____ PROVIDED TEXT
Other ways of filling the initial training matrix R by combining CS, UGC, and WebIE signals in various ways were tried but not included as they do not outperform WALS(UGC). Of note is that the CS signal does not work well with WALS, since it effectively does what WALS itself should do with enough data - filling in giant portions of the matrix with default values. Other machine learning approaches are certainly possible, indeed the launched local search system uses a deep neural network with many more features that are beyond the scope of this paper, and measured at the scale of the web. The three signals reported here are very signifant features of that system, and the full system improves significantly over search alone.

7. Related Work

The core of this work is overcoming a knowledge acquisition bottleneck in acquiring data reflecting the availability of products at millions of brick and mortar stores worldwide. The approach of harnessing class-level knowledge to infer instance-level knowledge is based on a long standing idea in knowledge engineering, dating back at least as far as Minsky (1974). Other methods in the formal knowledge representation (KR) field have never scaled to the level necessary for our problem, nor have they considered the problem of how to acquire distributions instead of discrete facts.

Information Extraction (IE) methods perform knowledge acquisition of real-world entities from web text, and are discussed in Zang et al. (2013). Martínez-Rodríguez et al. (2020) present a survey of IE techniques for populating semantic structures, e.g., entity extraction and linking. In the context of shopping, research has mainly focused on product information extraction, e.g., crawling the Web for offers to maintain product catalogs as in Nguyen et al. (2011) and Qiu et al. (2015a), extracting product specifications and attributes as with Kannan et al. (2011), Qiu et al. (2015b), Zheng et al. (2018), and Wang et al. (2020), and IE methods for building product knowledge graphs such as Dong (2020) and Xu et al. (2020). Our paper defines a method for linking these already defined entities similar to Dong (2020), incorporating product and store taxonomy knowledge.

Knowledge Base Completion (KBC) is the problem of inferring missing entities and/or relations in an existing knowledge graph based on existing ones, such as via link prediction as in Bordes et al. (2013) or from a combination of sources such as Riedel et al. (2013). Our product × store category matrix (Figure 4) is inspired by the item-based collaborative filtering matrix introduced in recommender systems found in Sarwar et al. (2001) and Ekstrand et al. (2011), and we leverage a well-known collaborative filtering approach introduced in Koren et al. (2009) for KBC to demonstrate the additional power of inference on our knowledge graph.
________
Quote the text on product-availability knowledge word for word, starting with "Information Extraction (IE)" and going on through "store taxonomy knowledge.".
____ ENTRIES PROVIDED
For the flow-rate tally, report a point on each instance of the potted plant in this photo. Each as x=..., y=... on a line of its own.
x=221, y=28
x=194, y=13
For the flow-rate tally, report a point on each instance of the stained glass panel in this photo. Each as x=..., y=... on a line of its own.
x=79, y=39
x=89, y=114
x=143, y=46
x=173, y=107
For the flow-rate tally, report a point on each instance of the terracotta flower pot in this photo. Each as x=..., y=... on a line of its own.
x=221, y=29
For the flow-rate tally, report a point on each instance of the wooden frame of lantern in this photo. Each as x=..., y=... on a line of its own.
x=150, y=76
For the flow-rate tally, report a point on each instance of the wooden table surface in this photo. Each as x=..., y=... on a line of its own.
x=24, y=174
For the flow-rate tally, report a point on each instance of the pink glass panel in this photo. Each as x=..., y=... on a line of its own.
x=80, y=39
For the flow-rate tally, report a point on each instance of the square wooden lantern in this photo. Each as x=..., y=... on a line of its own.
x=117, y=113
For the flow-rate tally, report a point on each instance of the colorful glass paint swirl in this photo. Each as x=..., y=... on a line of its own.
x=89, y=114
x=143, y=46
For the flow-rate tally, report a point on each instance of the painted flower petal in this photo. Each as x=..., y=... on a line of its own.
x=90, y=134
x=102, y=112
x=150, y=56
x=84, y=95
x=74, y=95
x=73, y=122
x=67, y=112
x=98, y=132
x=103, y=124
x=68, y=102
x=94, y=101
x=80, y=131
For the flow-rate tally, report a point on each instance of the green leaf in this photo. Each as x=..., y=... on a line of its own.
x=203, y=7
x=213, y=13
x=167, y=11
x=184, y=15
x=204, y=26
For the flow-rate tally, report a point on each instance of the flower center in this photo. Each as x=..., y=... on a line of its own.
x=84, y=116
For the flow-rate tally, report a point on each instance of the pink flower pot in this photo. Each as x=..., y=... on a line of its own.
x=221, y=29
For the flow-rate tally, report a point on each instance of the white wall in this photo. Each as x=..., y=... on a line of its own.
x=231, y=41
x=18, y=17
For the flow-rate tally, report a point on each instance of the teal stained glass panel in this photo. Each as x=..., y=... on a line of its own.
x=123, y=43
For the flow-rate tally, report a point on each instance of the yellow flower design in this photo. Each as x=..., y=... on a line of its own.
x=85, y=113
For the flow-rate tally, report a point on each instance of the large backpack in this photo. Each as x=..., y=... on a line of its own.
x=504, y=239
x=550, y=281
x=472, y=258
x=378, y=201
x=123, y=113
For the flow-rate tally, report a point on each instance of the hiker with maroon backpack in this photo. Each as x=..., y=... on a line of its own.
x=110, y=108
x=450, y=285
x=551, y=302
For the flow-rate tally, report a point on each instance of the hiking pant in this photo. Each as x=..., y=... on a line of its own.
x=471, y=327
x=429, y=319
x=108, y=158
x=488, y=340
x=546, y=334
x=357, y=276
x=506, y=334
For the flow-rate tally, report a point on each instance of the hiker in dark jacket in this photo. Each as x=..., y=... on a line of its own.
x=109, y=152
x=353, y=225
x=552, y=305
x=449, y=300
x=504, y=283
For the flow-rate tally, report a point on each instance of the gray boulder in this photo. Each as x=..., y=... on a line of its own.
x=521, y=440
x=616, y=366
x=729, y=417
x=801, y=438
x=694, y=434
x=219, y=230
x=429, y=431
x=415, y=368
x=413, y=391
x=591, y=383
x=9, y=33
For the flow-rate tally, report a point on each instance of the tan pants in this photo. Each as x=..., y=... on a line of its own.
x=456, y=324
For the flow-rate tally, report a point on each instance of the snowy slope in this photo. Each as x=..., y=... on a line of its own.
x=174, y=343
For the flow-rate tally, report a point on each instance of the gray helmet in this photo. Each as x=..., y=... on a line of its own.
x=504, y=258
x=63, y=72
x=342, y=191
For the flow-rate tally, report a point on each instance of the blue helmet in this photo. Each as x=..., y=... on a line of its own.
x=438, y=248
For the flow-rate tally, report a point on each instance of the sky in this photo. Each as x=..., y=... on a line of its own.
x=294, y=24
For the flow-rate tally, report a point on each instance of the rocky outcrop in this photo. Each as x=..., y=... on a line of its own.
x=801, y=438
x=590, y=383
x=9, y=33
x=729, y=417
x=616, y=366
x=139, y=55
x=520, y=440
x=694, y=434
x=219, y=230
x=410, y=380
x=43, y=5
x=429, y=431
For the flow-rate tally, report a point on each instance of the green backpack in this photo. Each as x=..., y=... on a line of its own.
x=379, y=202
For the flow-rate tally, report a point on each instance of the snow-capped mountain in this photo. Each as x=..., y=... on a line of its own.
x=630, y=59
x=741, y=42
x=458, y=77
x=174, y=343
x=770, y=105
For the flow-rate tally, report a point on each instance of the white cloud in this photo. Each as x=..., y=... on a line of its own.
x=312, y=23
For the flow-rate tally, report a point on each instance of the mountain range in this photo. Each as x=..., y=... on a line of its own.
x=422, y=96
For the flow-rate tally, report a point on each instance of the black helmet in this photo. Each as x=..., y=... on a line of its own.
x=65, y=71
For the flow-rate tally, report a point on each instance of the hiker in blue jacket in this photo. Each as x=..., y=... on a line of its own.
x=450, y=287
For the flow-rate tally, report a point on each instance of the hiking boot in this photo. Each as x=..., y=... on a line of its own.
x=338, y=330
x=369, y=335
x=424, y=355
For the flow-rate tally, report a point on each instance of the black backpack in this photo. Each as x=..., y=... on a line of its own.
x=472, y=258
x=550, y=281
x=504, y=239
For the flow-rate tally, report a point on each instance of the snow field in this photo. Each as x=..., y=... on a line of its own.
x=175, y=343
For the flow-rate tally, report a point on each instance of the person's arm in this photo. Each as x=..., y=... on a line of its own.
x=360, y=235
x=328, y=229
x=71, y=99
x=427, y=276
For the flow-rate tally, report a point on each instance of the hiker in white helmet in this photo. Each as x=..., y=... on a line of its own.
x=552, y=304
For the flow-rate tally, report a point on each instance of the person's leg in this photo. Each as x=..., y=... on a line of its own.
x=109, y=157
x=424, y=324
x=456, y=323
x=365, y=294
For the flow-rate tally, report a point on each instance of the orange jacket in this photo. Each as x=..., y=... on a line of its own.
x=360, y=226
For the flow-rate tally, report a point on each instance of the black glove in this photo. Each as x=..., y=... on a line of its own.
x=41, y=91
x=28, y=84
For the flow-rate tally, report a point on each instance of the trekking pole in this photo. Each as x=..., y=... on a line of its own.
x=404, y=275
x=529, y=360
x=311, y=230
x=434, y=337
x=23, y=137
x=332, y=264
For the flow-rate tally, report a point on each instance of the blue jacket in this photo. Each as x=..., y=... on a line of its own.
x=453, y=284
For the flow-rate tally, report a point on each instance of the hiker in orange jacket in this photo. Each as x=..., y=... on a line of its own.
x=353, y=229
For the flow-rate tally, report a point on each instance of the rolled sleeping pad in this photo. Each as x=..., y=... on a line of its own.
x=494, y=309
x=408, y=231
________
____ ENTRIES PROVIDED
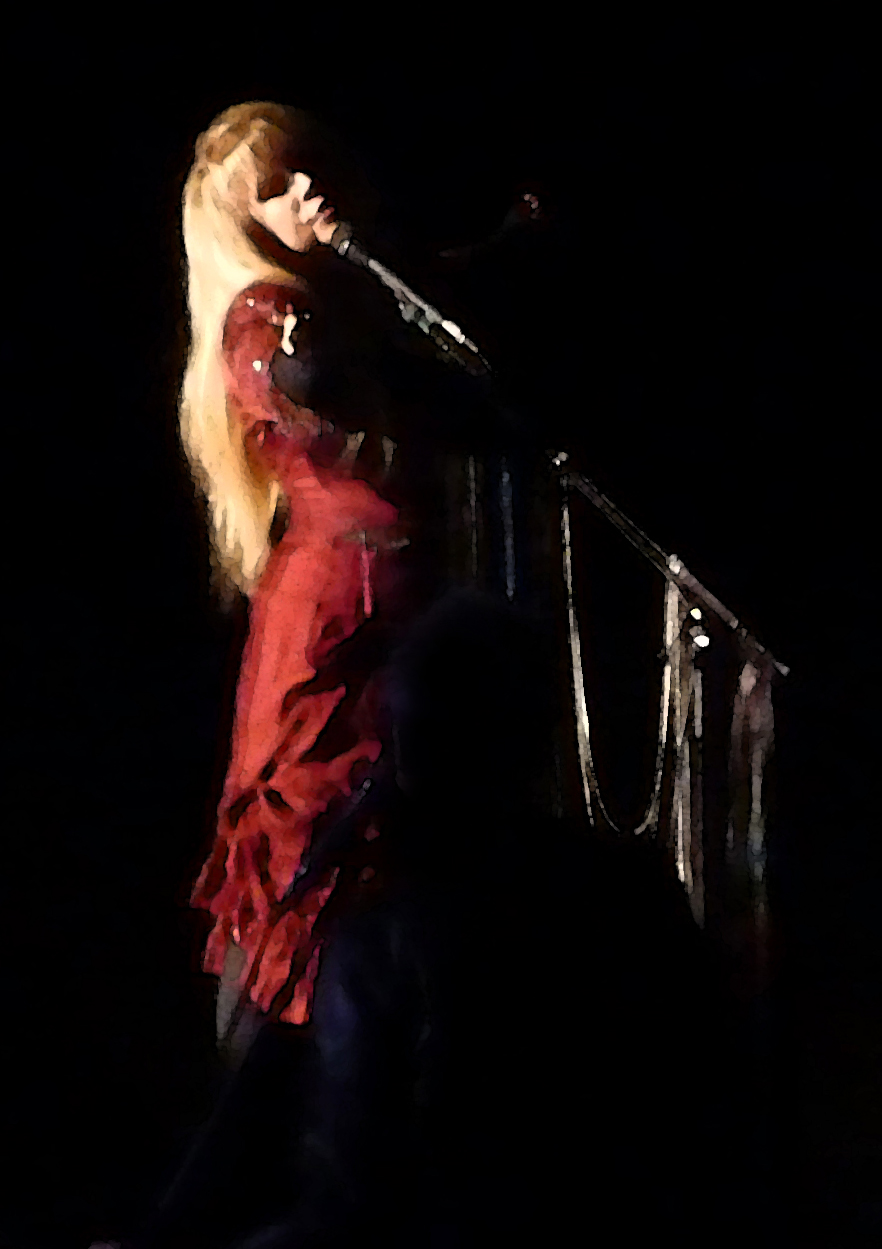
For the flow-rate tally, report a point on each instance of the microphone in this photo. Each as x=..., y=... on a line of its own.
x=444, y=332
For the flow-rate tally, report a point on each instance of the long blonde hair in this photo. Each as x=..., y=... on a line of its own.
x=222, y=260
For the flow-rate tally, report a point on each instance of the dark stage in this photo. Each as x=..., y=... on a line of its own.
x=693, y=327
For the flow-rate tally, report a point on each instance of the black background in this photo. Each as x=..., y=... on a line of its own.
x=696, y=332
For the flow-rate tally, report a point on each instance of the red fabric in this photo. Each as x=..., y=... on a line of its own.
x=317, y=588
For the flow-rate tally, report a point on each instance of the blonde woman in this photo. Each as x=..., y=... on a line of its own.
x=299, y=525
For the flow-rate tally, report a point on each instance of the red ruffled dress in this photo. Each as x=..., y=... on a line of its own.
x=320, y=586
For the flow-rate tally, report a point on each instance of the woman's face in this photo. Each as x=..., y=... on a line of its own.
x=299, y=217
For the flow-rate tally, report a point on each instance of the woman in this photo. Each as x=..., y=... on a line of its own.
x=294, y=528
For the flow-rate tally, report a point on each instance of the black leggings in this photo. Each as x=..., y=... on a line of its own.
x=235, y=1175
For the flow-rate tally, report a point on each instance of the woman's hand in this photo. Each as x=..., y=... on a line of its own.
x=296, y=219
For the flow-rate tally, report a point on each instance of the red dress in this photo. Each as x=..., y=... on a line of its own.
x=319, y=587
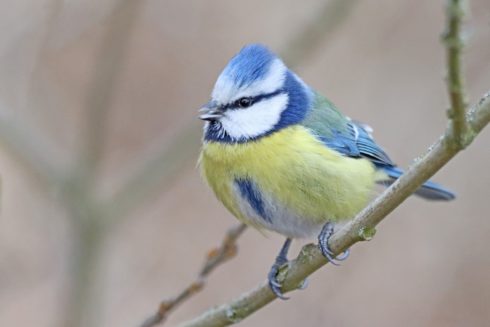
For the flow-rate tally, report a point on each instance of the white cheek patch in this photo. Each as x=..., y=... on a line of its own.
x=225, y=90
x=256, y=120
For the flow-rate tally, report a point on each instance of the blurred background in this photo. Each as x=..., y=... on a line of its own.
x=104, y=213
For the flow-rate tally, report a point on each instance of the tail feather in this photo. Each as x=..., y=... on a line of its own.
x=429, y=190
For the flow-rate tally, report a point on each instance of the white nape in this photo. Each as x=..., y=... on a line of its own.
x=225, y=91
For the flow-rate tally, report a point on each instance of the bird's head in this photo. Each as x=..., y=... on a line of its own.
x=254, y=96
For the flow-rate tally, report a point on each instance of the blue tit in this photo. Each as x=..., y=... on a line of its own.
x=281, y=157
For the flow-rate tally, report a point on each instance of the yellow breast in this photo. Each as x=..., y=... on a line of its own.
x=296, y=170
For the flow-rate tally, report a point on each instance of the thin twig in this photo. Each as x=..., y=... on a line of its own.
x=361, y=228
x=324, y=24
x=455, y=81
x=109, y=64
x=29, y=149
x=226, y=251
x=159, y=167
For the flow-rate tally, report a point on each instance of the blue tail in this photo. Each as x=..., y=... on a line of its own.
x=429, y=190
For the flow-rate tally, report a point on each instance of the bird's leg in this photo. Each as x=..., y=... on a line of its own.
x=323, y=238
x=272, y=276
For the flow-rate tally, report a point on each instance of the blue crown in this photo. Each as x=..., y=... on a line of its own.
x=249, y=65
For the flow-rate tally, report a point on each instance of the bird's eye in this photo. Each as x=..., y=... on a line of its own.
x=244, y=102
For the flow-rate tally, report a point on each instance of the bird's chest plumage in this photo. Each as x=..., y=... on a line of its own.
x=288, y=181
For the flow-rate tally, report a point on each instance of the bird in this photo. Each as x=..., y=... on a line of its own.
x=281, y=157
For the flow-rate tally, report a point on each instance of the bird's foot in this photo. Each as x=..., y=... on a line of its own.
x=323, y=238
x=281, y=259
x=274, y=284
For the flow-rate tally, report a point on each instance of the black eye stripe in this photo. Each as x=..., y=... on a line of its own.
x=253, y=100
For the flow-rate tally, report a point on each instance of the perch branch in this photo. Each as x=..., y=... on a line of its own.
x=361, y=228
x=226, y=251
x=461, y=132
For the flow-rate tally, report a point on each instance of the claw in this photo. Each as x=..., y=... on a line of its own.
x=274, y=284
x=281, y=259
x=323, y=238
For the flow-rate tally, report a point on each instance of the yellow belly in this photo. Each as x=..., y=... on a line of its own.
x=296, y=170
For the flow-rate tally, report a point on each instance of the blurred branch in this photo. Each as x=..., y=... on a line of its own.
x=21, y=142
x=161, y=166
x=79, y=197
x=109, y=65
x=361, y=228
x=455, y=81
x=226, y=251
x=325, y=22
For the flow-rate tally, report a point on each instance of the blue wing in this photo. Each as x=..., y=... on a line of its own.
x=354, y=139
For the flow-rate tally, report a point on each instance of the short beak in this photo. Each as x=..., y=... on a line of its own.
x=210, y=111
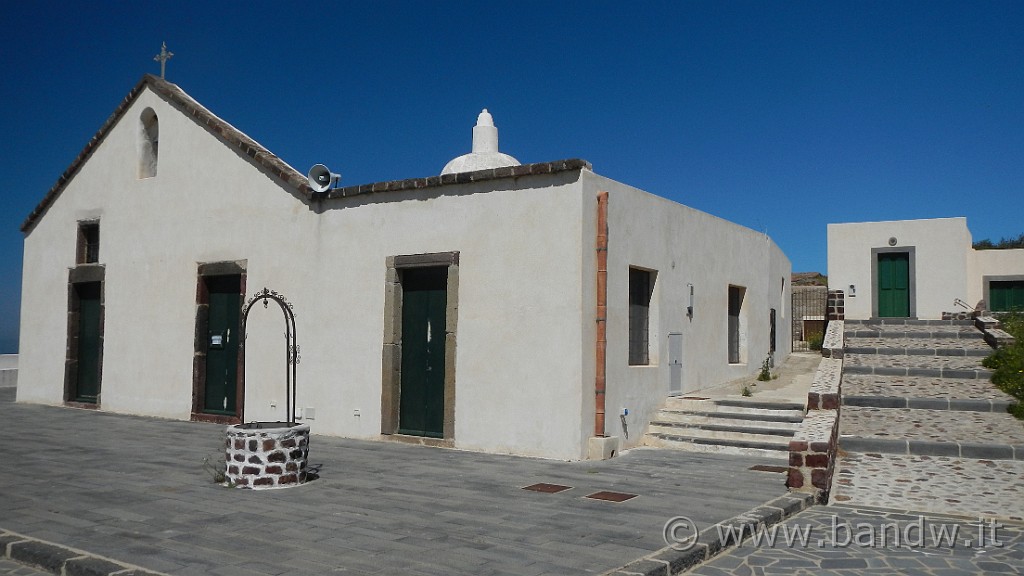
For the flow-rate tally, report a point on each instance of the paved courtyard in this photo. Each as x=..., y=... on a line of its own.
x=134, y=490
________
SOLUTION TO THIS TASK:
Information Extraction (IE) methods perform knowledge acquisition of real-world entities from web text, and are discussed in Zang et al. (2013). Martínez-Rodríguez et al. (2020) present a survey of IE techniques for populating semantic structures, e.g., entity extraction and linking. In the context of shopping, research has mainly focused on product information extraction, e.g., crawling the Web for offers to maintain product catalogs as in Nguyen et al. (2011) and Qiu et al. (2015a), extracting product specifications and attributes as with Kannan et al. (2011), Qiu et al. (2015b), Zheng et al. (2018), and Wang et al. (2020), and IE methods for building product knowledge graphs such as Dong (2020) and Xu et al. (2020). Our paper defines a method for linking these already defined entities similar to Dong (2020), incorporating product and store taxonomy knowledge.